- **BRANO FORNITO**
□ □ □ □
L’oratorio di S.Anna, divenuto sede parrocchiale, fu in più occasioni ristrutturato fino a diventare una chiesa con tre altari. Nel 1839 il parroco don Giosafatte Bertacchini fece costruire, dalla ditta Giuseppe Brighenti, il campanile ancora oggi esistente, e nel 1843 lo dotò di quattro campane.
Come si può vedere dall’incisione eseguita da Enrico Corty nel 1845, il campanile è stato edificato distante alcuni metri dalla vecchia chiesa ed alla sua destra (per chi guarda) vi è il cimitero.
Nel 1873 il parroco don Gaetano Pasquini fece fare una perizia ed un preventivo alla ditta Brighenti per la demolizione del vecchio edificio, troppo piccolo ed in condizioni cadenti, e per la costruzione di uno nuovo, più ampio, e nella seduta del 7 settembre 1873, alla presenza dei membri della commissione, venne verbalmente stabilito il contratto con il Brighenti nella somma di lire 17 390, da cui furono recuperate lire 900 di materiali dalla vecchia chiesa. A questo punto il parroco chiese ufficialmente un contributo al Municipio di Galliera il quale, nella sua seduta del 28 settembre deliberò la concessione di un finanziamento a fondo perduto di lire 2 500 da erogarsi in 5 rate annuali di lire 500 cadauna, iniziando dal 1874.
□ □ □ □
- **DATI RACCOLTI**
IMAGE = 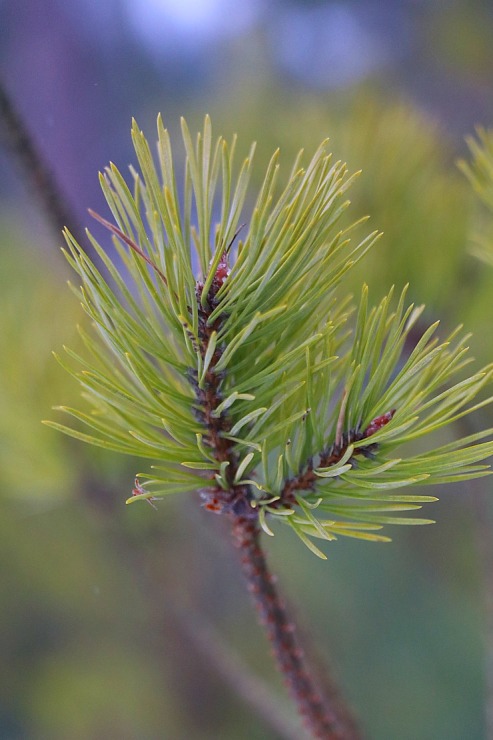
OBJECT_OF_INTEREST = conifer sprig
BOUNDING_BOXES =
□ □ □ □
- **LAVORO RICHIESTO**
A – Secondo il brano sulla chiesa di S.Anna, in che anno il campanile fu dotato di quattro campane?
B – Riporta il testo del brano compreso tra "Nel 1873 il" e "iniziando dal 1874.", estremi inclusi.
Per rispondere usa soltanto il brano.

- **RISPOSTE PER PUNTO**
A – Nel 1843.

B –
Nel 1873 il parroco don Gaetano Pasquini fece fare una perizia ed un preventivo alla ditta Brighenti per la demolizione del vecchio edificio, troppo piccolo ed in condizioni cadenti, e per la costruzione di uno nuovo, più ampio, e nella seduta del 7 settembre 1873, alla presenza dei membri della commissione, venne verbalmente stabilito il contratto con il Brighenti nella somma di lire 17 390, da cui furono recuperate lire 900 di materiali dalla vecchia chiesa. A questo punto il parroco chiese ufficialmente un contributo al Municipio di Galliera il quale, nella sua seduta del 28 settembre deliberò la concessione di un finanziamento a fondo perduto di lire 2 500 da erogarsi in 5 rate annuali di lire 500 cadauna, iniziando dal 1874.